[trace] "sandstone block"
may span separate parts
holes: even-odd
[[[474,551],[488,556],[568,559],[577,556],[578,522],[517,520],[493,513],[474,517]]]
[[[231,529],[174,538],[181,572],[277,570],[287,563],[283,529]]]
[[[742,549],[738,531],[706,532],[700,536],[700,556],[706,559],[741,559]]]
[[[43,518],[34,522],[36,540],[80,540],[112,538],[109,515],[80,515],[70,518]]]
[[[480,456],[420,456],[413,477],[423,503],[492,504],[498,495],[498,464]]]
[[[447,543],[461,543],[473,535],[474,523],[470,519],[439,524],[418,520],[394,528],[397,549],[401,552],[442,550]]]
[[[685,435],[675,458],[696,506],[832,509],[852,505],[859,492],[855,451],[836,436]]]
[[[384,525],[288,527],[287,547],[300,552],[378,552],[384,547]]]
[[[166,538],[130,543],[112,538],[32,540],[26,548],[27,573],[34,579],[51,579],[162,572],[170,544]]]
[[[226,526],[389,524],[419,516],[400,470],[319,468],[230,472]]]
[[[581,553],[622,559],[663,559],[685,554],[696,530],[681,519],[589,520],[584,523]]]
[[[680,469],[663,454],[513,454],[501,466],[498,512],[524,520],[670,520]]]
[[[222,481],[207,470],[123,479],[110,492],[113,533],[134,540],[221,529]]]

***

Rename "sandstone block" to "limestone block" in the lines above and write all of them out again, leaving everything else as it is.

### Correct result
[trace] "limestone block"
may span separate parts
holes: even-odd
[[[474,551],[488,556],[568,559],[577,556],[578,522],[517,520],[493,513],[474,517]]]
[[[231,529],[174,538],[181,572],[277,570],[287,563],[283,529]]]
[[[742,549],[738,531],[706,532],[700,536],[700,556],[706,559],[741,559]]]
[[[43,518],[34,522],[36,540],[80,540],[112,538],[109,515],[80,515],[70,518]]]
[[[480,456],[420,456],[413,477],[423,503],[492,504],[498,495],[498,464]]]
[[[447,543],[461,543],[473,535],[474,523],[470,519],[439,524],[418,520],[394,528],[397,549],[401,552],[442,550]]]
[[[685,435],[675,458],[696,506],[832,509],[852,505],[859,492],[855,451],[836,436]]]
[[[384,525],[288,527],[287,547],[300,552],[378,552],[384,547]]]
[[[166,538],[130,543],[112,538],[32,540],[26,548],[27,573],[34,579],[51,579],[162,572],[170,544]]]
[[[226,526],[389,524],[419,516],[400,470],[319,468],[230,472]]]
[[[581,553],[622,559],[663,559],[685,554],[696,530],[681,519],[589,520],[584,523]]]
[[[680,469],[663,454],[513,454],[501,466],[498,512],[524,520],[670,520]]]
[[[222,481],[207,470],[123,479],[110,492],[113,533],[134,540],[221,529]]]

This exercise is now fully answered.